Answer these questions using the review of The Human Beast night below.
1. Which two parties combined to raise "The Human Beast"?
2. Which Emperor Zero single does the review name?
3. Which act is on stage during the concluding phase?

Selected excerpt:
::::
Islington Mill is – to all extents and purposes – a community art centre in a housing estate in Salford. Except this particular Friday night the patrons it has attracted on look less like disenfranchised adolescents and more like misfits, misanthropists and cultural parasites. This is because SWAYS Records and Fat Out Til You Pass Out combined DNA and raised ‘The Human Beast’ from the gene pool; a creature of live music, non-live music and other miscellaneous debauchery.
Emperor Zero unleash proceedings with all the fervour of men condemned to death. There are back projections of, among other things, Michael J. Fox in Teen Wolf, Jack Nicholson in The Shining, and assorted anti-heroes of Gothic literature turned Hammer Horrors. It’s a triumph of pop culture knowledge and archive footage if nothing else. Their music is visceral and laced with malice. The single ‘Mental Health Café’ acts as a shining example of explosive psychopath pop.
The merchandise table is in a state of entropy; the universal phenomenon where all matter moves from relatively regimented order to chaos. It’s illustrative of things Human Beast on a wider scale; the cerebral mystery tour that is The Volkov Commanders are plying their trade in performance art with silver lame dresses and fishbowls. There’s a narrator talking alien philosophy. It’s treading the line between genius and Doctor Who villainy on a low budget.
Naked on Drugs’ name is proving to be up to 50% accurate, and they’re both wearing clothes. One of them is even wearing flares. They play the sort of violent jazz with jarring, contorted rhythms that you’d expect from two men who don’t share the same mother tongue but share the same shirt. Though in comparison to their predecessors, Naked’s use of real human beings in their act means that they barely make a ripple in the relative pool of surreal.
The concluding phase sees Ghost Outfit on stage. As are a lot of other people within the white- washed, vaulted chamber. It’s a multi-pronged attack, with defiantly carefree melodies seeping through the cracks of a smog of roaring reverb. Gristly noise swells against pillars and bodies. People are on shoulders, people are splayed on the floor, and they’re still dancing when they turn the lights on.
::::
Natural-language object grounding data
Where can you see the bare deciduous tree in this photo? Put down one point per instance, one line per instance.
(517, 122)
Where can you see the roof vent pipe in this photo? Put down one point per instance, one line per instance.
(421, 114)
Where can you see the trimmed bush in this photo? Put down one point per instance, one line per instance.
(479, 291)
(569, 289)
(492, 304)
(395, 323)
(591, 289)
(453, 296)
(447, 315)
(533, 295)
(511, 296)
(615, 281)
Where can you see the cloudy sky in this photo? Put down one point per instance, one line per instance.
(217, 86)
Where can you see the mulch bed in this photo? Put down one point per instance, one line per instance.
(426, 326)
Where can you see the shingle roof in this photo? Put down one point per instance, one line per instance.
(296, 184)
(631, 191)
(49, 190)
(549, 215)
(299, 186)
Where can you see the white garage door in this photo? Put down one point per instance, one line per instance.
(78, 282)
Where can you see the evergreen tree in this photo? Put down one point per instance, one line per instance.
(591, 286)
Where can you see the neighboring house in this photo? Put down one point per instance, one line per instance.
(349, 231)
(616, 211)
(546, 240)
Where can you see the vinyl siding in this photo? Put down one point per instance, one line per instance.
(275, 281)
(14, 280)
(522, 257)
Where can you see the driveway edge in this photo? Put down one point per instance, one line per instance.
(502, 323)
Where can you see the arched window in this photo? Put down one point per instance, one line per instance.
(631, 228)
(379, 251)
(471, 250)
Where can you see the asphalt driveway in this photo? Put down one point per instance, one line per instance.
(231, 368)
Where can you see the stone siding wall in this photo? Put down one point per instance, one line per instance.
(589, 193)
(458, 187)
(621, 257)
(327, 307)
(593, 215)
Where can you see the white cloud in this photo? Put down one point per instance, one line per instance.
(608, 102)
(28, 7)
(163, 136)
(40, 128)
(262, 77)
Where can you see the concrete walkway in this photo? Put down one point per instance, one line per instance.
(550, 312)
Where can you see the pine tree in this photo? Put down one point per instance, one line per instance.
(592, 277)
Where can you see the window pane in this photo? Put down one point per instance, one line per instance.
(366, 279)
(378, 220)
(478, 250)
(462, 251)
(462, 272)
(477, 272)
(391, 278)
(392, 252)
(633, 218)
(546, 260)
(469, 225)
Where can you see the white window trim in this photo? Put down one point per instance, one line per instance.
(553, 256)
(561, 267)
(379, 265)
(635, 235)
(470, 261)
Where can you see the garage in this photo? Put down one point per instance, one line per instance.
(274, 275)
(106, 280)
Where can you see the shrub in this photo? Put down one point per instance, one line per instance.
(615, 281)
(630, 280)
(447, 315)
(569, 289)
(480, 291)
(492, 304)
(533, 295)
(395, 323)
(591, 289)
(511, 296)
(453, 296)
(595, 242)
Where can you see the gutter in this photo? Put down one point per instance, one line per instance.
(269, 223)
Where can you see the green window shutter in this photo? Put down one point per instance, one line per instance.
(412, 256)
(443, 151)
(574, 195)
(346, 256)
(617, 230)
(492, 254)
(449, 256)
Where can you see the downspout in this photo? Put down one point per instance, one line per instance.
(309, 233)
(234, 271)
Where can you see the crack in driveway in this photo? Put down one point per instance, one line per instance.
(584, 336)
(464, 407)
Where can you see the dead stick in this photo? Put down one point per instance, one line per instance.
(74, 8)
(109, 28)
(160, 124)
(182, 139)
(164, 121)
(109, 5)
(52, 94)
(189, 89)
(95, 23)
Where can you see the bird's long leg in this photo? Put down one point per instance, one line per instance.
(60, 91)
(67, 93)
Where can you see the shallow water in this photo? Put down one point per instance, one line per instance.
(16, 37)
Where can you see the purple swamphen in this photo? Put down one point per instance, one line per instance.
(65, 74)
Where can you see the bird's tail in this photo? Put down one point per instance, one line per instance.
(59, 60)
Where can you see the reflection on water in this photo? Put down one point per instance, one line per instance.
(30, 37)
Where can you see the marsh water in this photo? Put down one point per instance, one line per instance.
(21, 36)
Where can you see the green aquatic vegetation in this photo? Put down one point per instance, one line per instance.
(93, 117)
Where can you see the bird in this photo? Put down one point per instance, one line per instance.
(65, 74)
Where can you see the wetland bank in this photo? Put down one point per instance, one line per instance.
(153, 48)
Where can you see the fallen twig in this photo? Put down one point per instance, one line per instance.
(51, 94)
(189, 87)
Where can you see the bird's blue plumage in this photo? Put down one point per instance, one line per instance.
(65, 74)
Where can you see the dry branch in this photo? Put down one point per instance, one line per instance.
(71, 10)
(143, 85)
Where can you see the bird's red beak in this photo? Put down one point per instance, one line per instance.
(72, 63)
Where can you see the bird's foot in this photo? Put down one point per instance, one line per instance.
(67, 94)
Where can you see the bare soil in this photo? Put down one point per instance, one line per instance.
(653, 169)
::::
Task solution:
1. SWAYS Records and Fat Out Til You Pass Out
2. "Mental Health Café"
3. Ghost Outfit